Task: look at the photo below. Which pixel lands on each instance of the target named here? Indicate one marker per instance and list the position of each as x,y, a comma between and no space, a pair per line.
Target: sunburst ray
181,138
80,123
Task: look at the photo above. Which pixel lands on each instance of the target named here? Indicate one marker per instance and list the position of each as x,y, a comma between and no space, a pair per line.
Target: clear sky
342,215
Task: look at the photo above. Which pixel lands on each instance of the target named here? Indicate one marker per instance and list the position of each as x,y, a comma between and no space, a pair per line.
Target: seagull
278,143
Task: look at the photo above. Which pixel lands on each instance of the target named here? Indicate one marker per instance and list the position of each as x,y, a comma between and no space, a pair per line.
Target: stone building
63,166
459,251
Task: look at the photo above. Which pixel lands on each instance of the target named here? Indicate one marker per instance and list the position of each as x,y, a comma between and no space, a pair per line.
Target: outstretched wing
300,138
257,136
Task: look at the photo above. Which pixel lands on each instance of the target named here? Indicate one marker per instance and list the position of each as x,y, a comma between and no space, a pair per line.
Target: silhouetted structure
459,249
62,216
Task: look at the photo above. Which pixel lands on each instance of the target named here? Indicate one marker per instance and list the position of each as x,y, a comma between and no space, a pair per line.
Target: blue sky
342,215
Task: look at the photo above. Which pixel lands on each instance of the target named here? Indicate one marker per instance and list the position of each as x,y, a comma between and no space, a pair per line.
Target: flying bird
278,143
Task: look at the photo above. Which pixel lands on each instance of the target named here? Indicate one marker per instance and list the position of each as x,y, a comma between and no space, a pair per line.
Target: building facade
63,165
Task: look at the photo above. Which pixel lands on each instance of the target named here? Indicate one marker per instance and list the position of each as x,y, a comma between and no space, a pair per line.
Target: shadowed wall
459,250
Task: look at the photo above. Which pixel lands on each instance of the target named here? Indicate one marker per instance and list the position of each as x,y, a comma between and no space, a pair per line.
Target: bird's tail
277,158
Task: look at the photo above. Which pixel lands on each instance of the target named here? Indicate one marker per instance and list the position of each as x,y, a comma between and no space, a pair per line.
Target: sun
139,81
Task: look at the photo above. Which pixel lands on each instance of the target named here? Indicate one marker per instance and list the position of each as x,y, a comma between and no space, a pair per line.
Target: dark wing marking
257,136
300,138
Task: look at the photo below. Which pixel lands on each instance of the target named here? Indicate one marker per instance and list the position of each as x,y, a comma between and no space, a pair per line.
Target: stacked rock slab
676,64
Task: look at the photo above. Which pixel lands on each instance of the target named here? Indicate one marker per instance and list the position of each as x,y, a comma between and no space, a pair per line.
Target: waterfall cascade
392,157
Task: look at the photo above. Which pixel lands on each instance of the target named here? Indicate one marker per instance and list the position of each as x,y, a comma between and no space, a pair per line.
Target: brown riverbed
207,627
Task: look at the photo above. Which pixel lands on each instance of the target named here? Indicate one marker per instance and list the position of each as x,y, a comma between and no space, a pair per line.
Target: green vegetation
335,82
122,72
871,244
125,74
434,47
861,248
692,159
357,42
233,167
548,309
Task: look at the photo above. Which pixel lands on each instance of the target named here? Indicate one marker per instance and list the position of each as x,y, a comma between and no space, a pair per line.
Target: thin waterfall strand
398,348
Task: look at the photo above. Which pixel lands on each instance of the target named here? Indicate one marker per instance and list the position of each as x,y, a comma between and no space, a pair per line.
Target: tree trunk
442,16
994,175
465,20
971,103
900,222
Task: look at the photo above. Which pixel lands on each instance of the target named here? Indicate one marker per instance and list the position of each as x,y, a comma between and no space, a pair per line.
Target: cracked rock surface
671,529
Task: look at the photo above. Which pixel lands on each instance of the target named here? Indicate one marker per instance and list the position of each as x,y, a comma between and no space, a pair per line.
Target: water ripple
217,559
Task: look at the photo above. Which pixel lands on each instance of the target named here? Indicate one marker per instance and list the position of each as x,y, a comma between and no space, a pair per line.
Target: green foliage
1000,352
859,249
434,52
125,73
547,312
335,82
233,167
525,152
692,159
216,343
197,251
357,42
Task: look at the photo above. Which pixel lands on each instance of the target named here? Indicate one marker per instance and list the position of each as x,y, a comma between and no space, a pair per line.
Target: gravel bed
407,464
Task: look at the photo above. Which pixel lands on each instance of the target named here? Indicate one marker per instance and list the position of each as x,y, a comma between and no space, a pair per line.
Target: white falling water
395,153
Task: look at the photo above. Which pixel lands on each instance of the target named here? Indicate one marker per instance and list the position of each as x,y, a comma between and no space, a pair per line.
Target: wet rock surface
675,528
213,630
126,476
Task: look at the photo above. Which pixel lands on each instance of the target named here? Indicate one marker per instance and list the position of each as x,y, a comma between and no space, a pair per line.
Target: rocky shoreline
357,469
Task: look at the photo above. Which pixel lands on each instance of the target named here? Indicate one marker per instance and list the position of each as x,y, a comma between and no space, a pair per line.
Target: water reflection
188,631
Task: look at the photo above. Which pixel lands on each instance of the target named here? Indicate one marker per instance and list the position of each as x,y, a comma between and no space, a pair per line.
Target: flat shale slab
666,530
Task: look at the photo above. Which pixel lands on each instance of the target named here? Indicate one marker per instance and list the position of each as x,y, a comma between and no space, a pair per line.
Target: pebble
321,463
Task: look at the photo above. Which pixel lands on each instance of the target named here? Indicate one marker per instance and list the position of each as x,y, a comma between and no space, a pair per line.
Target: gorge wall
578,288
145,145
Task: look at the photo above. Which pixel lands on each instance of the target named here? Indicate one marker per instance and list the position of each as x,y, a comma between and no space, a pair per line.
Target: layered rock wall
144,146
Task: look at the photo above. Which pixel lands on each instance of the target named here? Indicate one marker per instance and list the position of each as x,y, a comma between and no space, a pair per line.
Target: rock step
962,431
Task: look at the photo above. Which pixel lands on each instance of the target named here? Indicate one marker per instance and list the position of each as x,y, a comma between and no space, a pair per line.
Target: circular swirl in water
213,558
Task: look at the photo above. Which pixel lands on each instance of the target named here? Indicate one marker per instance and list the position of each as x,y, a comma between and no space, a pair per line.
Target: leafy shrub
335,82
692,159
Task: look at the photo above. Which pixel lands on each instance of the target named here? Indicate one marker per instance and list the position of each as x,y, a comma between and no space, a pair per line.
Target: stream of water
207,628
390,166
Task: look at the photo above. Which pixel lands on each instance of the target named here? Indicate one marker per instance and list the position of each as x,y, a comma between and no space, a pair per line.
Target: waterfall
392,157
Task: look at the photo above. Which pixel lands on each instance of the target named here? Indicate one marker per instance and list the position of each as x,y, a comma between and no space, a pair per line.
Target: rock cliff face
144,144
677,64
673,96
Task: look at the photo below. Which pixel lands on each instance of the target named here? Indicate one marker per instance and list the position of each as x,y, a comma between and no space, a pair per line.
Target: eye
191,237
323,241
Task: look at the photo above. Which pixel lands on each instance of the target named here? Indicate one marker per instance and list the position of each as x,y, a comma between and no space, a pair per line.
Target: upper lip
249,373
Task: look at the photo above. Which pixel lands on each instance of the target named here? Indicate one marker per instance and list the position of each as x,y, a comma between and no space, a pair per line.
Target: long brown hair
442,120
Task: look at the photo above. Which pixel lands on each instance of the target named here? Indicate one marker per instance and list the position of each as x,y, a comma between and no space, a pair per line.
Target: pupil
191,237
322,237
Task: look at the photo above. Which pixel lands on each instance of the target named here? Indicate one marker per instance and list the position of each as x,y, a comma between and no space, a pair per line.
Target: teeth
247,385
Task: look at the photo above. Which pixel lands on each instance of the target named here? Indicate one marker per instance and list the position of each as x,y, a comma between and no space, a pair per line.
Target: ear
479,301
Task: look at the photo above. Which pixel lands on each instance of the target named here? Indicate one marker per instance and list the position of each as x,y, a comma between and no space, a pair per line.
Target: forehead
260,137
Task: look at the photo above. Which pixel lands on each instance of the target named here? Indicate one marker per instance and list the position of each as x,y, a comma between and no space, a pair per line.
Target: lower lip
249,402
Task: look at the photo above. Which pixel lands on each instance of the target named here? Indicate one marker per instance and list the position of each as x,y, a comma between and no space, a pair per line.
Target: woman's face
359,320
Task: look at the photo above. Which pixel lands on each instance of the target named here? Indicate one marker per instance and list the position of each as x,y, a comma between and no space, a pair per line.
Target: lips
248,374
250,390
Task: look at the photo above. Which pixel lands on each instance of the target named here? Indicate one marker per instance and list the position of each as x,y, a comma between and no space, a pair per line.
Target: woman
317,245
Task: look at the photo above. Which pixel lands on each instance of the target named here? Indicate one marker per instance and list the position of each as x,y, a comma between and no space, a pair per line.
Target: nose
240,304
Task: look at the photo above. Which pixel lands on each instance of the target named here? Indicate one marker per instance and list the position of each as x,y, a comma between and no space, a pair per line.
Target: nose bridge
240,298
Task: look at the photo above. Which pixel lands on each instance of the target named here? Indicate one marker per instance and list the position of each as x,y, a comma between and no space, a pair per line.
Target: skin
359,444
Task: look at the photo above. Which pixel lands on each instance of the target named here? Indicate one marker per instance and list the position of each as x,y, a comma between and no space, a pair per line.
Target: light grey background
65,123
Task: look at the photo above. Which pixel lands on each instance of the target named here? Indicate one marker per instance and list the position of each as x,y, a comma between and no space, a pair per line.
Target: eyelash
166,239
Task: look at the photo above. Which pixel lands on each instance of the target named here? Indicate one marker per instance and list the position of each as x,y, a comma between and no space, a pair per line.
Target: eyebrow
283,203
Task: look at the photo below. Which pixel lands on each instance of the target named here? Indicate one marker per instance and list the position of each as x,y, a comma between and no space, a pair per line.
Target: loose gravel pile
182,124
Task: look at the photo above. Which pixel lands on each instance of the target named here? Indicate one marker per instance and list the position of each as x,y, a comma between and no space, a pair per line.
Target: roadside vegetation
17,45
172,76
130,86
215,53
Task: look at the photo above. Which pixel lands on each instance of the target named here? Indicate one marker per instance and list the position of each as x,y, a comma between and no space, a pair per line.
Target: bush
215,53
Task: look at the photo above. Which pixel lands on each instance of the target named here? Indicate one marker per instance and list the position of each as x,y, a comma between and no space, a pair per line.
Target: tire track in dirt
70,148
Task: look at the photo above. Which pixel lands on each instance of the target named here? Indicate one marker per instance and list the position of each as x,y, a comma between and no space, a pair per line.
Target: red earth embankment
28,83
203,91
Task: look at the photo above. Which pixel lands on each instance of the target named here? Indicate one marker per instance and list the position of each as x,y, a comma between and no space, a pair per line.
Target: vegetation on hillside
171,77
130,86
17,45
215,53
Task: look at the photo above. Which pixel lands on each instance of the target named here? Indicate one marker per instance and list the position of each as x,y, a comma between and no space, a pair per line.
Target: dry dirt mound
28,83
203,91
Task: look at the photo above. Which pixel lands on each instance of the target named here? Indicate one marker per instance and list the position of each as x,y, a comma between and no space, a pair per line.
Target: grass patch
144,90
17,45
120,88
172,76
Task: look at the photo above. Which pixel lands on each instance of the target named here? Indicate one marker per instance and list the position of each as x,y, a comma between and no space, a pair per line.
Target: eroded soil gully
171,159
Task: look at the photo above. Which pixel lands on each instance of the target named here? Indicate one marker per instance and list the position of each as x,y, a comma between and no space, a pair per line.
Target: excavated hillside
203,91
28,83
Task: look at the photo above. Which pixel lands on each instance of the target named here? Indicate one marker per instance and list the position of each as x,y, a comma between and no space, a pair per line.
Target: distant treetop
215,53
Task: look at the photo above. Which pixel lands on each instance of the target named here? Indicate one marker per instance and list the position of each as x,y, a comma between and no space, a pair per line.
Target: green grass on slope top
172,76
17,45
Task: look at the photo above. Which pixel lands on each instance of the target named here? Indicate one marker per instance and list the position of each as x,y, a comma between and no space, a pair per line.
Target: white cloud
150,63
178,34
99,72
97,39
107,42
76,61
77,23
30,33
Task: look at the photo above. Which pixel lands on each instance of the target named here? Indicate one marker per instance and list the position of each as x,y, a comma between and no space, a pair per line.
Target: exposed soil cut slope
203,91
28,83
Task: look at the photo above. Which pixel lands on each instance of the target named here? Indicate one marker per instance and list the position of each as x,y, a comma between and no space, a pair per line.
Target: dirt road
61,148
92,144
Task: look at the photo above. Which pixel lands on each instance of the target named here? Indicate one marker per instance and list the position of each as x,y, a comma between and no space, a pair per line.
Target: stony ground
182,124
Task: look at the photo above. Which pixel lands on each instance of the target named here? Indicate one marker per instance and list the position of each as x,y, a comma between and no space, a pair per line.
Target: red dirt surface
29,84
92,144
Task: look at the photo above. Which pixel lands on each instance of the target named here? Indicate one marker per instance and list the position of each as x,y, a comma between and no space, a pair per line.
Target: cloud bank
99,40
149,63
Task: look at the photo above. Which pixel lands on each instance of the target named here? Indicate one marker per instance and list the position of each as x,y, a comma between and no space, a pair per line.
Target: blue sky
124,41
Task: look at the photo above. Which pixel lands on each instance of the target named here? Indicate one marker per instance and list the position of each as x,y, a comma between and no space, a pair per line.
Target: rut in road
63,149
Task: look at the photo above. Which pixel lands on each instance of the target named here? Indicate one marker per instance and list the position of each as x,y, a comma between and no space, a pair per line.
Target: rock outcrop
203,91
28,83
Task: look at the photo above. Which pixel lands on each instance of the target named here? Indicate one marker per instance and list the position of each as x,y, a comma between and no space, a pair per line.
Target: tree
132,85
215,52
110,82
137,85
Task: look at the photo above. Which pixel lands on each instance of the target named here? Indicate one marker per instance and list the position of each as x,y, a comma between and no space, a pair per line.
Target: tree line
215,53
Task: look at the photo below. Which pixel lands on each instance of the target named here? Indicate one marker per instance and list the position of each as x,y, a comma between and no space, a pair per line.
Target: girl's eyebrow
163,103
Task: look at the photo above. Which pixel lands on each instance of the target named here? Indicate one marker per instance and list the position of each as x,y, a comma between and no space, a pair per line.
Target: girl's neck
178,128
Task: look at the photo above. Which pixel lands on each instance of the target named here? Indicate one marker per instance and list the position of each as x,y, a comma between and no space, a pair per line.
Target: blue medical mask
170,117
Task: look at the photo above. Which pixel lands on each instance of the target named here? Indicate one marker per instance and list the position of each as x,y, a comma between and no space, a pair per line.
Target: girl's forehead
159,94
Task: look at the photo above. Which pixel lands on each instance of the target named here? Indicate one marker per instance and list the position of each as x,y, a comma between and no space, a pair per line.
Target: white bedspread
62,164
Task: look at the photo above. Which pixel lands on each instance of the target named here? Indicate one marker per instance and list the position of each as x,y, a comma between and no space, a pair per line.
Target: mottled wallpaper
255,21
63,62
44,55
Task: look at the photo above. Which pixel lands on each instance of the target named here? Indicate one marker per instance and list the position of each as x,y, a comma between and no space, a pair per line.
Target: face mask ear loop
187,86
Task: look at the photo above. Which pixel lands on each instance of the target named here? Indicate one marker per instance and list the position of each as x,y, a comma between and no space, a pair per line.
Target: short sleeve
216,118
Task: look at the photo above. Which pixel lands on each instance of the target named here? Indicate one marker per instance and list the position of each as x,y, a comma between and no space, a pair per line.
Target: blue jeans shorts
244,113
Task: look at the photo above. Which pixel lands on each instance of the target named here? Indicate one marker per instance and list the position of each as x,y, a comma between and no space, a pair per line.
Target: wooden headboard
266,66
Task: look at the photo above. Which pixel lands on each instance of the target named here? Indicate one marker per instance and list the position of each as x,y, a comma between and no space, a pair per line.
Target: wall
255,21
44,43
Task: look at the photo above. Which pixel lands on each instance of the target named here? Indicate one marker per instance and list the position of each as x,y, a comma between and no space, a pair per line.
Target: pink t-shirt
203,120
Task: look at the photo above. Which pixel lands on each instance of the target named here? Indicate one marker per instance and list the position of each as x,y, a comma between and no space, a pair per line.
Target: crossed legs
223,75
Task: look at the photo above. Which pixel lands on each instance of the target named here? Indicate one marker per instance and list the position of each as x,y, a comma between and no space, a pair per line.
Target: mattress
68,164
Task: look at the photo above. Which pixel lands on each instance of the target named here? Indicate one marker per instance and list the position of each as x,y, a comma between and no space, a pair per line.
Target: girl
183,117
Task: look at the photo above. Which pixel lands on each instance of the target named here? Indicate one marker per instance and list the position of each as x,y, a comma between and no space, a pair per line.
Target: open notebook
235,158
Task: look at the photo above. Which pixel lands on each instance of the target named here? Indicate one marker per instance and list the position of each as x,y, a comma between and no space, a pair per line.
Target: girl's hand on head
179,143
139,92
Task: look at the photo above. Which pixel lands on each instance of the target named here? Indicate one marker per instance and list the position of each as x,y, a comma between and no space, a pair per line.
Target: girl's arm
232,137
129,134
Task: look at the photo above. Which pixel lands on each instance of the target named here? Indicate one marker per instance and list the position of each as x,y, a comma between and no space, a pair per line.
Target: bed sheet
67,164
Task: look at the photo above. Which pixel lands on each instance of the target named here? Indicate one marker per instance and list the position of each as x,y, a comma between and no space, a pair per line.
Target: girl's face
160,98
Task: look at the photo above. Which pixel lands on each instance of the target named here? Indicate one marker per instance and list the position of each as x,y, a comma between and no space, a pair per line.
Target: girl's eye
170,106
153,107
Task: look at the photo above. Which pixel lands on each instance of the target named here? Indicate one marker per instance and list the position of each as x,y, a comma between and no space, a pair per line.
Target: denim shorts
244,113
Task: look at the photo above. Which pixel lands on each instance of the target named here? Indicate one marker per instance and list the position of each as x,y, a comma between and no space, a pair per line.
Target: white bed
+-------+
(Goal of the exercise) Nothing but the lines from the one that contains "Target: denim shorts" through the last line of the entries should appear in your reply, each repeated exactly.

(Worked solution)
Target: denim shorts
244,113
Task: look at the photo above. Which pixel lands on each instance of the target named here? Indicate one marker per instance and list the position of each as x,y, a comma between and no space, a pair per line.
Target: white bed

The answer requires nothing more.